# [Set problem]
Please find each line in the entries below that contains the word "seashell", and copy those lines out.

** Start of Given records **

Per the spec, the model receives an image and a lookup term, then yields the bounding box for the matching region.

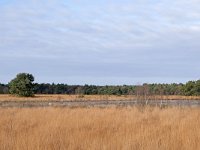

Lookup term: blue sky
[0,0,200,85]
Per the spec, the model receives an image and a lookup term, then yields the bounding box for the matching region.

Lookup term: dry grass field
[0,107,200,150]
[0,94,200,101]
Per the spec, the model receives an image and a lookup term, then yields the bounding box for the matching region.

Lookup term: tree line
[0,73,200,96]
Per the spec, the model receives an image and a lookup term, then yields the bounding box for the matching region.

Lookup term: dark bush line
[0,80,200,96]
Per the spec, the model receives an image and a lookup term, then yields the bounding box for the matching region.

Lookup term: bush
[9,73,34,97]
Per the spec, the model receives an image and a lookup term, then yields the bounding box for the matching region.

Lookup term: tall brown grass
[0,94,200,101]
[0,107,200,150]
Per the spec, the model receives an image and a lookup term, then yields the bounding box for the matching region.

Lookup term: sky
[0,0,200,85]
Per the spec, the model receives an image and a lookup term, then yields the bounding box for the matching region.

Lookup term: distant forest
[0,80,200,96]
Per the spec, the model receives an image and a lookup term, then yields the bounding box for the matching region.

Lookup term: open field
[0,94,200,101]
[0,107,200,150]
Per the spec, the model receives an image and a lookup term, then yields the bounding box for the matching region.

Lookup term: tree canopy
[8,73,34,97]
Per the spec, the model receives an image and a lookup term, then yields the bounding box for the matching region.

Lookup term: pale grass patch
[0,107,200,150]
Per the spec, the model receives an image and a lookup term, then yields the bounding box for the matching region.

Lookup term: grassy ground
[0,107,200,150]
[0,94,200,101]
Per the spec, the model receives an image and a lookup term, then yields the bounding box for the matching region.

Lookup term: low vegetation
[0,94,200,101]
[0,107,200,150]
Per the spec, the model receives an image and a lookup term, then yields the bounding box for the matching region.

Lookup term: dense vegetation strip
[0,80,200,96]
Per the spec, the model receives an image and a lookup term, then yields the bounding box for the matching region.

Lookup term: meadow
[0,107,200,150]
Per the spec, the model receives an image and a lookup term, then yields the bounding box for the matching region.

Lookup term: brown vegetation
[0,94,200,101]
[0,107,200,150]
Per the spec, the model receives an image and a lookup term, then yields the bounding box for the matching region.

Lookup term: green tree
[9,73,34,97]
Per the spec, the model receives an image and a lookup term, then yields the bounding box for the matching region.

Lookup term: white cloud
[0,0,200,84]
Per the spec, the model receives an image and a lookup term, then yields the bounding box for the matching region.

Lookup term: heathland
[0,107,200,150]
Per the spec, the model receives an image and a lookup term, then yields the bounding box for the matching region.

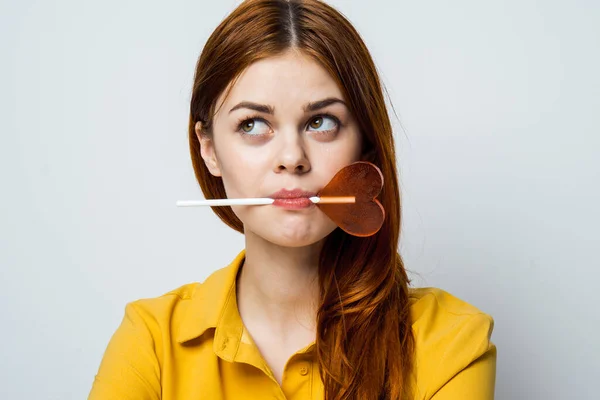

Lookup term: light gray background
[0,0,600,399]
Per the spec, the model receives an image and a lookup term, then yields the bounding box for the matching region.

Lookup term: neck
[237,228,323,333]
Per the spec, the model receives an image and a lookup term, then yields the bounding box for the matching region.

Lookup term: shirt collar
[177,249,246,345]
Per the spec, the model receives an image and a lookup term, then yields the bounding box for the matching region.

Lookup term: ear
[194,121,221,176]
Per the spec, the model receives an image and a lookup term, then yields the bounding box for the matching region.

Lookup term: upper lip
[269,189,317,199]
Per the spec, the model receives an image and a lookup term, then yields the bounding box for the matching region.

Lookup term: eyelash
[236,113,342,136]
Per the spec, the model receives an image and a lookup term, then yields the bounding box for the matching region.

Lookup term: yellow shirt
[88,250,496,400]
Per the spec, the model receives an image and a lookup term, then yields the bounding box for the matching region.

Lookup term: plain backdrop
[0,0,600,400]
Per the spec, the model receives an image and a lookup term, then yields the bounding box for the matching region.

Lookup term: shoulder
[409,287,495,392]
[125,267,231,340]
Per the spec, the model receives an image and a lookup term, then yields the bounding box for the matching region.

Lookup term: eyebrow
[229,97,349,115]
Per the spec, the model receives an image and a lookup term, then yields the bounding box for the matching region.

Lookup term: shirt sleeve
[88,303,161,400]
[431,344,496,400]
[431,318,497,400]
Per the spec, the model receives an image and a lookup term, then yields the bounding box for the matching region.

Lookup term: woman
[89,0,496,400]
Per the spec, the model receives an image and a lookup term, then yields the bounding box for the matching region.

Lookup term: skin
[196,50,361,384]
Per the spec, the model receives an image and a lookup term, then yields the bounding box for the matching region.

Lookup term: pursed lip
[269,189,317,199]
[269,189,317,210]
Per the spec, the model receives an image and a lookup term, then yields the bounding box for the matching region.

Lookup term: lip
[269,189,317,199]
[269,189,317,210]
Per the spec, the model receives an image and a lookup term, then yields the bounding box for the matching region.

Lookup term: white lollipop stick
[176,196,356,207]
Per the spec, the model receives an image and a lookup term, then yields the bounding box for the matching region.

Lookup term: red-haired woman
[90,0,496,400]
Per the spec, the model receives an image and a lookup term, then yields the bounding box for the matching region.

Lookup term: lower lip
[273,197,315,210]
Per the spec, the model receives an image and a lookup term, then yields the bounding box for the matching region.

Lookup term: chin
[245,225,336,247]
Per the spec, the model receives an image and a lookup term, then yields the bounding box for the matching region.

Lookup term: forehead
[219,52,345,112]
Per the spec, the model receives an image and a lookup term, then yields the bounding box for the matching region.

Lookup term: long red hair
[189,0,414,400]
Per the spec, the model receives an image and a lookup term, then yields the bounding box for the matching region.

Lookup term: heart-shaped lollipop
[317,161,385,237]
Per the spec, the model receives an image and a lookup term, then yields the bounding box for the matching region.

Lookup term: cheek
[214,147,264,198]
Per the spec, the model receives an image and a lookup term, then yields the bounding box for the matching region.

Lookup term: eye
[237,117,268,136]
[308,114,340,132]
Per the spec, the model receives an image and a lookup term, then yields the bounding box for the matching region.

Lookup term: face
[196,52,361,247]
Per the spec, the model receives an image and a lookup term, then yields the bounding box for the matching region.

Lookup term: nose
[275,132,310,174]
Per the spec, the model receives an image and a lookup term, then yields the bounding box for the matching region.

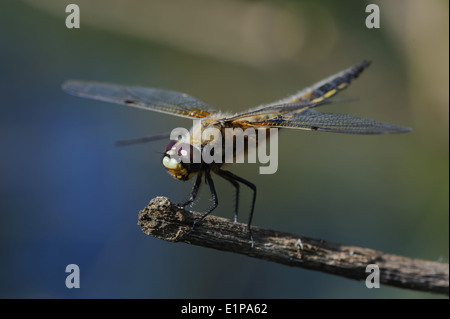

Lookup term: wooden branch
[138,197,449,295]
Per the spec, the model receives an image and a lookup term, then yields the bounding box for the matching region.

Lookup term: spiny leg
[178,172,202,208]
[218,169,256,248]
[217,170,239,222]
[191,171,219,231]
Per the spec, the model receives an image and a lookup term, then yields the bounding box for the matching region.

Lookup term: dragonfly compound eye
[162,141,199,181]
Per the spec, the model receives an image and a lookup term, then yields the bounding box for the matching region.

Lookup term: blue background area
[0,1,449,298]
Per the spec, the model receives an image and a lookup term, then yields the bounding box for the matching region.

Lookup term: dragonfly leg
[218,169,256,248]
[178,172,202,208]
[217,170,239,222]
[190,171,219,232]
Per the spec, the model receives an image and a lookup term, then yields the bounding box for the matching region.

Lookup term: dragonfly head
[162,141,201,181]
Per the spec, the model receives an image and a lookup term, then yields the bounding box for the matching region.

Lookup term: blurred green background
[0,0,449,298]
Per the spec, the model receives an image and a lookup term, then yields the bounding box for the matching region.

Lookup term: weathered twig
[138,197,449,295]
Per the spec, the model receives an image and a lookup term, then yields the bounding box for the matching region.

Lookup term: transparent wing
[251,109,411,134]
[62,80,216,119]
[228,61,370,121]
[267,61,370,107]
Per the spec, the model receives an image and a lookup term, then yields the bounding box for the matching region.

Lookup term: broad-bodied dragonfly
[63,61,410,247]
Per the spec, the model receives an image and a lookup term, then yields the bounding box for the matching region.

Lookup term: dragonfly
[62,60,411,247]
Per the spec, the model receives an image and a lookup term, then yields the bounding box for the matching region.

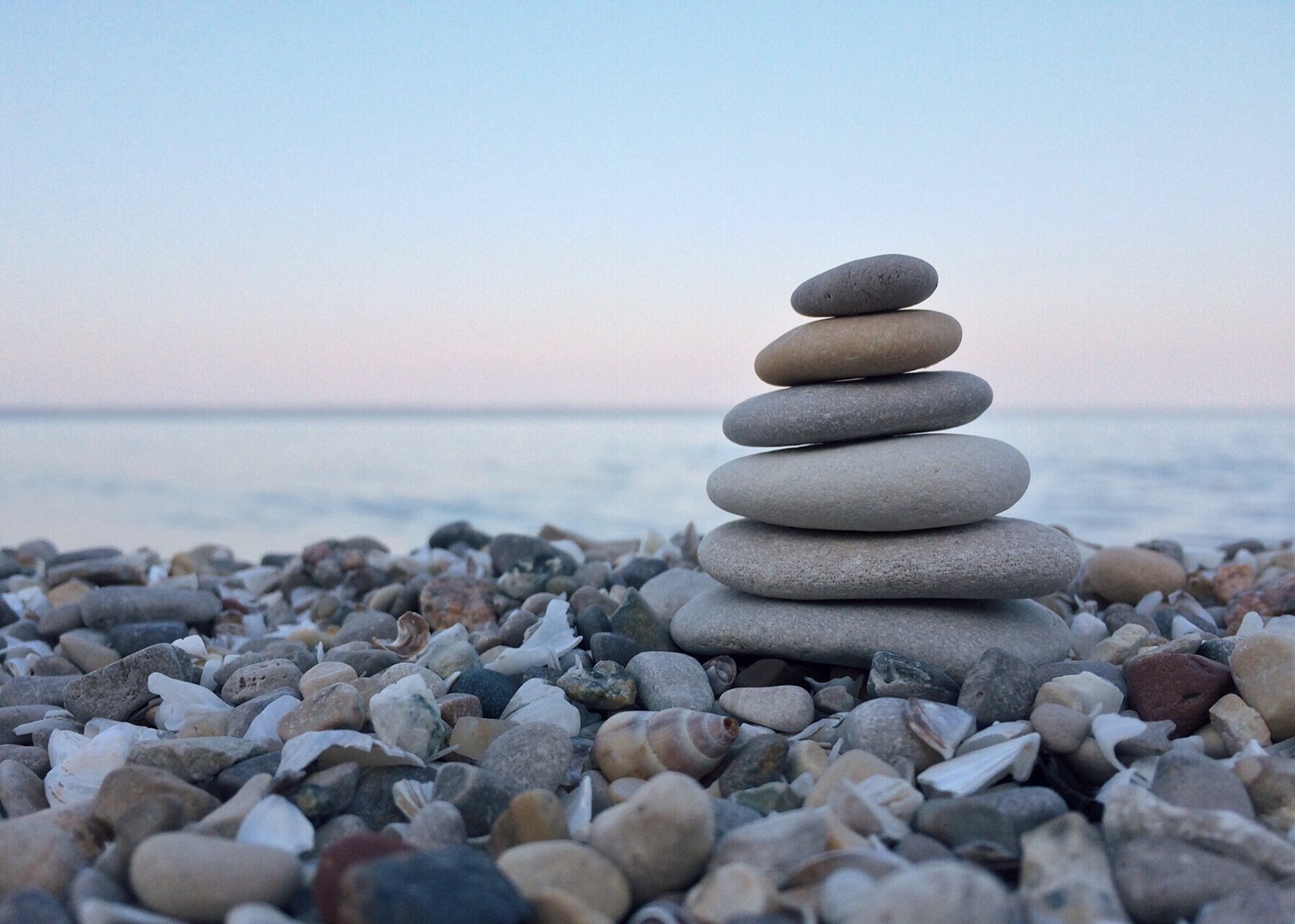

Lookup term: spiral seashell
[593,709,738,780]
[373,609,431,661]
[702,655,737,699]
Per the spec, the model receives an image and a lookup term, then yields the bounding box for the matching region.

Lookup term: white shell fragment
[956,719,1035,754]
[243,694,302,741]
[904,699,975,760]
[45,722,159,809]
[149,670,233,731]
[274,730,425,783]
[1092,713,1146,770]
[373,611,431,661]
[486,599,583,672]
[500,677,580,738]
[234,796,315,857]
[391,779,437,822]
[917,731,1040,796]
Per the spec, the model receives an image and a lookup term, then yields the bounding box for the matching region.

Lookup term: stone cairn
[672,254,1079,682]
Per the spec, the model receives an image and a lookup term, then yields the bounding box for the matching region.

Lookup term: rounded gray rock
[698,516,1079,600]
[792,254,940,317]
[724,371,993,446]
[706,434,1030,532]
[671,587,1070,682]
[626,651,715,712]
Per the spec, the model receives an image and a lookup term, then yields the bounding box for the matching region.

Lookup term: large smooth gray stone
[724,373,993,446]
[669,587,1070,683]
[699,516,1079,600]
[706,434,1030,532]
[792,254,940,317]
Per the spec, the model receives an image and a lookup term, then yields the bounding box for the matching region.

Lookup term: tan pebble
[296,661,359,699]
[528,889,615,924]
[450,716,516,761]
[607,776,648,805]
[276,683,368,741]
[589,772,715,904]
[496,841,631,920]
[131,833,302,924]
[1093,622,1151,664]
[490,789,569,857]
[684,863,779,924]
[804,750,898,809]
[755,308,962,386]
[1209,694,1273,754]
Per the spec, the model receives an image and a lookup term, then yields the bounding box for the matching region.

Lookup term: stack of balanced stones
[672,254,1079,681]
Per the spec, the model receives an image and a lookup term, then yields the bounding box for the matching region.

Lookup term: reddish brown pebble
[1124,653,1231,738]
[1213,562,1255,603]
[419,575,494,631]
[1224,575,1295,635]
[312,831,413,924]
[437,694,481,728]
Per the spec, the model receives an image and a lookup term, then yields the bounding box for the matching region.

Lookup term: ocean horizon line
[0,404,1295,419]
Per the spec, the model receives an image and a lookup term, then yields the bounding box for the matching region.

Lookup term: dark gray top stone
[792,254,940,317]
[724,371,993,446]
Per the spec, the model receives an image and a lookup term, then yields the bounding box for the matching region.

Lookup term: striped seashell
[593,709,738,780]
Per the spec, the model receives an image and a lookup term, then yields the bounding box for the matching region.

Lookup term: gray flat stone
[706,434,1030,532]
[724,371,993,446]
[792,254,940,317]
[698,516,1079,600]
[671,587,1070,682]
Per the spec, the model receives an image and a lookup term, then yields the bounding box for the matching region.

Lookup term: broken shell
[391,779,437,822]
[702,655,737,697]
[593,708,738,780]
[1092,713,1146,770]
[373,611,431,661]
[904,699,975,760]
[917,731,1040,796]
[234,796,315,856]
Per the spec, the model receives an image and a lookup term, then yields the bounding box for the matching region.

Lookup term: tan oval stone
[1084,547,1187,604]
[755,308,962,386]
[496,841,629,920]
[131,833,302,924]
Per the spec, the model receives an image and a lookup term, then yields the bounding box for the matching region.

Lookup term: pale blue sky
[0,0,1295,406]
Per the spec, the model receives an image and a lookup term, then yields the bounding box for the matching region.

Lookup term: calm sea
[0,410,1295,556]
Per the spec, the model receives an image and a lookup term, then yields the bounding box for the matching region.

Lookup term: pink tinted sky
[0,2,1295,408]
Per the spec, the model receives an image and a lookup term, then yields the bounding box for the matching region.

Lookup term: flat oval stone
[792,254,940,317]
[724,371,993,446]
[755,308,962,386]
[698,516,1079,592]
[706,434,1030,532]
[671,587,1070,683]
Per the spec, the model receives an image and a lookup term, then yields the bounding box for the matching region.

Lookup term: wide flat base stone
[699,516,1079,600]
[671,587,1070,683]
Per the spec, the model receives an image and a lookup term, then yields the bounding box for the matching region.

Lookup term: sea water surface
[0,409,1295,558]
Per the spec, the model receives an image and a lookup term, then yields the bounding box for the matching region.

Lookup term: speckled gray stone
[706,434,1030,532]
[698,516,1079,600]
[671,587,1070,682]
[724,371,993,446]
[792,254,940,317]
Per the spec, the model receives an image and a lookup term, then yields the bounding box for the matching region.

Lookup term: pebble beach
[0,523,1295,924]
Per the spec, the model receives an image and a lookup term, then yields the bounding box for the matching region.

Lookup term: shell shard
[917,731,1040,796]
[373,611,431,661]
[593,708,738,780]
[904,699,975,760]
[486,599,583,674]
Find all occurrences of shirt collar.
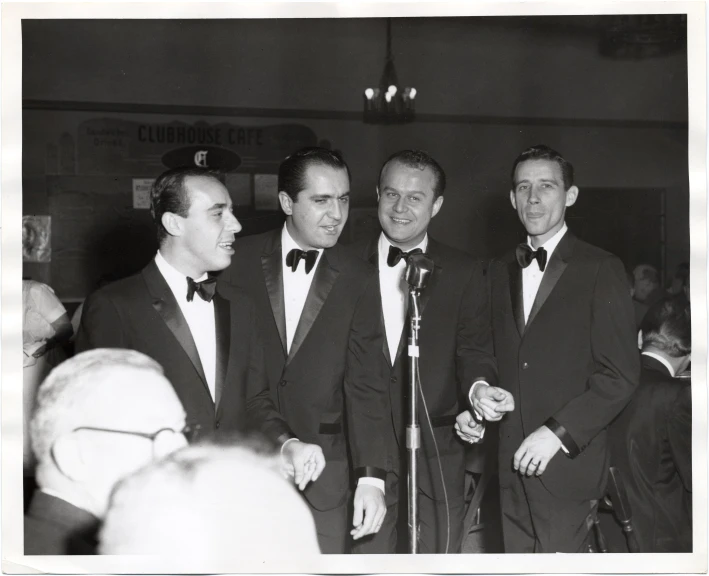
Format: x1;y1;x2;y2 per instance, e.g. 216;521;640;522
379;232;428;260
642;352;675;378
527;222;569;262
155;250;208;301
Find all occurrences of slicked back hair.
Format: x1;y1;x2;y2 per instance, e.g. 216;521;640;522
640;295;692;358
510;144;574;190
150;166;221;245
377;150;446;200
278;146;352;202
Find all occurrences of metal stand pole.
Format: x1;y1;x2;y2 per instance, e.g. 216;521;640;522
406;288;421;554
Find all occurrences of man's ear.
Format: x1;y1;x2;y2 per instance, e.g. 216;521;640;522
52;434;87;482
431;196;443;218
278;190;293;216
160;212;183;236
566;186;579;208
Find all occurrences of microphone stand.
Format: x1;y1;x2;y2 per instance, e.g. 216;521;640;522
406;286;421;554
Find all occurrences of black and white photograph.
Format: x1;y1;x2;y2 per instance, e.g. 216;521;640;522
1;1;707;574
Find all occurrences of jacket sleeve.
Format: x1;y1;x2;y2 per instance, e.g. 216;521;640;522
345;273;390;480
550;257;640;457
246;305;294;445
456;262;497;398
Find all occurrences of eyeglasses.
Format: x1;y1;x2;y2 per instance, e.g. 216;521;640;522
72;424;201;442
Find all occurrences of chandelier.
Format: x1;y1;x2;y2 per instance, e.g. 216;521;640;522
363;18;416;124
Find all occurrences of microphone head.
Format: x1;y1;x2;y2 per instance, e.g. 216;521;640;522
405;253;433;290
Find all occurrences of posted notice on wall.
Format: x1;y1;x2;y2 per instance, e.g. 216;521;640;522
133;178;155;210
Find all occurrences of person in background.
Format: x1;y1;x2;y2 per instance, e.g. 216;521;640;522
24;349;188;555
75;167;325;489
473;145;640;553
220;148;389;554
22;279;73;504
609;295;692;552
353;150;496;554
99;441;320;570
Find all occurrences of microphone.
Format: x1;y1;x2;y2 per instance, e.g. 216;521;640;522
405;253;433;290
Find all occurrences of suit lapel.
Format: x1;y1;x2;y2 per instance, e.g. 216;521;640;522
213;285;231;409
364;234;392;367
261;229;288;356
143;260;211;398
286;246;340;365
527;230;576;326
507;257;524;336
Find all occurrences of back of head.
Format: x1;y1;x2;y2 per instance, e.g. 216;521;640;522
510;144;574;190
278;146;352;202
640;296;692;358
377;150;446;199
150;166;219;245
100;443;319;566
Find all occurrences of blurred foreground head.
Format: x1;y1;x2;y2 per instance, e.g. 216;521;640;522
100;444;320;566
30;348;187;518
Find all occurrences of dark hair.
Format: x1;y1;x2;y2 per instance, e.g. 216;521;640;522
150;166;219;244
640;296;692;358
511;144;574;190
278;146;352;202
377;150;446;198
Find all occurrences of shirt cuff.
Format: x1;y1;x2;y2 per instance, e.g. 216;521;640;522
357;476;385;493
468;380;489;420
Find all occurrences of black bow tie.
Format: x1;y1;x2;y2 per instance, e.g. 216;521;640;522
517;244;547;272
387;246;423;268
286;248;318;274
187;276;217;302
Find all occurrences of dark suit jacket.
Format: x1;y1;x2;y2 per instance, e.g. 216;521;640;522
24;490;100;555
76;260;290;440
490;230;640;500
609;356;692;552
352;235;497;500
221;229;387;510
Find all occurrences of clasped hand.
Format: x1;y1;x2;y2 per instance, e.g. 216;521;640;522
282;440;325;490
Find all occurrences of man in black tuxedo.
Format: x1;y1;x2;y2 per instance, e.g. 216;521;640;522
462;146;639;552
222;148;387;553
609;295;692;552
76;168;325;490
354;150;496;554
24;349;189;555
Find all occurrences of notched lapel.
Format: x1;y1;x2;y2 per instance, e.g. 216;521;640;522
507;259;524;336
261;234;288;356
213;290;231;409
527;230;575;326
286;250;340;365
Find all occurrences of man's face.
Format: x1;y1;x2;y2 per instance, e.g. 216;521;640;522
66;367;187;515
278;165;350;250
510;160;578;248
377;162;443;250
177;176;241;278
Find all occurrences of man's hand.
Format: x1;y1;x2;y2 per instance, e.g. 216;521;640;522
282;440;325;490
513;426;561;476
350;484;386;540
454;410;485;444
473;384;515;422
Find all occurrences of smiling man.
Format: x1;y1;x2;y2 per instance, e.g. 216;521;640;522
473;146;640;553
76;168;325;496
355;150;496;554
223;148;387;553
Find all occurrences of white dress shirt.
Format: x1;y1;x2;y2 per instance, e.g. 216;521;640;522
522;222;568;324
379;232;428;362
155;250;217;400
281;224;322;352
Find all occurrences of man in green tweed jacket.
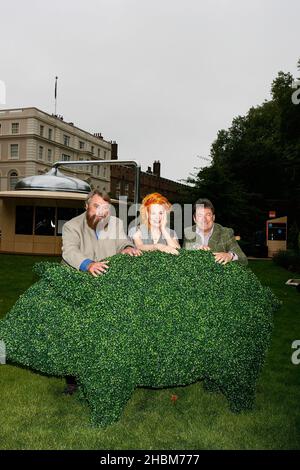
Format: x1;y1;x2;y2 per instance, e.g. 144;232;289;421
183;199;248;266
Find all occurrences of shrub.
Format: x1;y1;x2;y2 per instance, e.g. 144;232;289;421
0;250;279;426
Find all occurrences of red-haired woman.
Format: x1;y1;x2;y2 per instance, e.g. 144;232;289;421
129;193;180;255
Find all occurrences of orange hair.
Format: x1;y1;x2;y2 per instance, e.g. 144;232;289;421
141;193;172;228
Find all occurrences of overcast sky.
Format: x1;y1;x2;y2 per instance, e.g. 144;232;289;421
0;0;300;180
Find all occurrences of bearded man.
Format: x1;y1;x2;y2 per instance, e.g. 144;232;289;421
62;190;141;276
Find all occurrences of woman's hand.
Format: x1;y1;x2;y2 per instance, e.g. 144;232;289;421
213;251;233;264
156;243;179;255
87;260;109;277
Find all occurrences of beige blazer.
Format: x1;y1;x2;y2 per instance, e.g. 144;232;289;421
62;212;134;270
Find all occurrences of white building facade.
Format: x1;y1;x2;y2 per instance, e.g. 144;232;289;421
0;108;112;193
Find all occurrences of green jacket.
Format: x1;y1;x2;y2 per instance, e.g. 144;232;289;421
183;224;248;266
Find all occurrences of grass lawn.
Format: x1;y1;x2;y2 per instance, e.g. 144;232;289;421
0;255;300;450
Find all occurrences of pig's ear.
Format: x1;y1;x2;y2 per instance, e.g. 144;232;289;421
33;261;97;307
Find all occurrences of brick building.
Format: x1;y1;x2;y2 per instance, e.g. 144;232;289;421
110;143;189;203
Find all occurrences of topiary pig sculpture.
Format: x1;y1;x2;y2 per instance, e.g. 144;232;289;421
0;250;278;426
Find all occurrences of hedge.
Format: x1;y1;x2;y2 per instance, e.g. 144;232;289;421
0;250;279;426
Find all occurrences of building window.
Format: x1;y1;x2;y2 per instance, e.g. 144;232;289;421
63;134;70;147
56;207;84;235
15;206;34;235
11;122;19;134
34;207;55;236
8;170;18;191
39;145;44;160
10;144;19;159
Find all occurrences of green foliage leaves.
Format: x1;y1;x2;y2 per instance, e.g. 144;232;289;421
0;250;278;426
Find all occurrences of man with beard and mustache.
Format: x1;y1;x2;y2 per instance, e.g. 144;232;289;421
62;190;141;395
62;190;141;276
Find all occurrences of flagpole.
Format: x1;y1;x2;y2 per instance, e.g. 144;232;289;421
54;77;58;116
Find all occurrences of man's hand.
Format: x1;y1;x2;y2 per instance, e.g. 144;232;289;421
197;245;210;251
87;260;109;277
121;246;142;256
213;251;233;264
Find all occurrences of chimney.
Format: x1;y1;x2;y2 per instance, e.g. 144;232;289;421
111;140;118;160
153;160;160;176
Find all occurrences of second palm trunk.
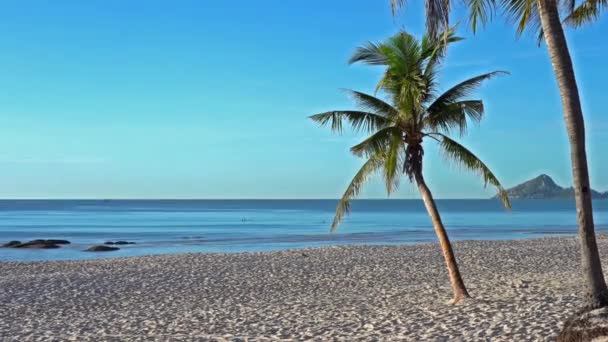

** End of Given records **

# [Solved exercise]
Lookup term: spiral seashell
Lookup term: striped seashell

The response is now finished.